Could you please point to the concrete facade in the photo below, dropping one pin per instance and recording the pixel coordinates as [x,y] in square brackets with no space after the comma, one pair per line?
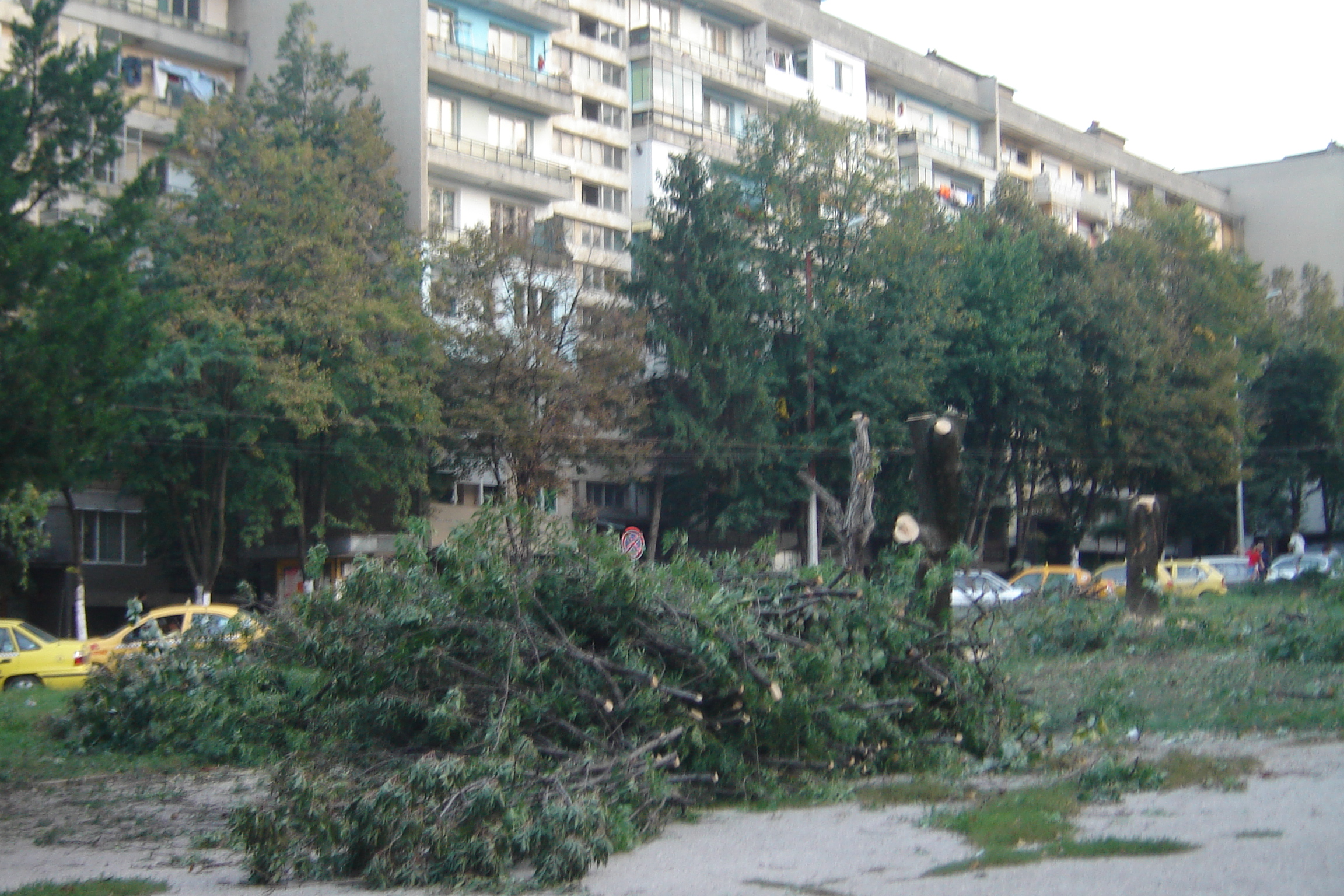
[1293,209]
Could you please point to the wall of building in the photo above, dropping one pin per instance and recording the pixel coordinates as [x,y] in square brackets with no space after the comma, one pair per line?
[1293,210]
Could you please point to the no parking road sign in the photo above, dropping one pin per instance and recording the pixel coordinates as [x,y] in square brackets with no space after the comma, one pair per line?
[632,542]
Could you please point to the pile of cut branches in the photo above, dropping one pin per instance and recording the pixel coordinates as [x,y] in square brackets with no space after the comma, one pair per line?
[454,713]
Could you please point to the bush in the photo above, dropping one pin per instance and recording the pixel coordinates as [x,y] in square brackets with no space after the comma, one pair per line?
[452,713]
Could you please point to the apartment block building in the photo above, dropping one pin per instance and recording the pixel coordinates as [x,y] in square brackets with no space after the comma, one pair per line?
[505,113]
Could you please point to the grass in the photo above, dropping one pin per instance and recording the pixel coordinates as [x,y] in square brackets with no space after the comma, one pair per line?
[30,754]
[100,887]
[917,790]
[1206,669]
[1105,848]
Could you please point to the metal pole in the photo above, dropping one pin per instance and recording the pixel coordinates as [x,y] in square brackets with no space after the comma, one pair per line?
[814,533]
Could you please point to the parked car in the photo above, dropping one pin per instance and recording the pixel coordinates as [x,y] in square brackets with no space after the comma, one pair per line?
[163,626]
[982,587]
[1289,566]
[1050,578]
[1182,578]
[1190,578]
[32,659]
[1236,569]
════
### Uraian Tugas
Suntinglah materi mulai dari baris yang memuat "Could you please point to the parked" hingga akhir materi, termasuk kedua batasnya, dengan mengganti "parked car" menjadi "parked vehicle". Tuliskan kembali hanya baris-baris tersebut, sedangkan bagian lainnya tetap tidak berubah.

### Jawaban Lengkap
Could you please point to the parked vehicle in the photo above, dropping one pin per instance and recording the pixel coordinates as [x,y] in square brackets with no space after the comma, one pair per line?
[163,626]
[982,587]
[1289,566]
[1050,578]
[1182,578]
[1190,578]
[32,659]
[1236,569]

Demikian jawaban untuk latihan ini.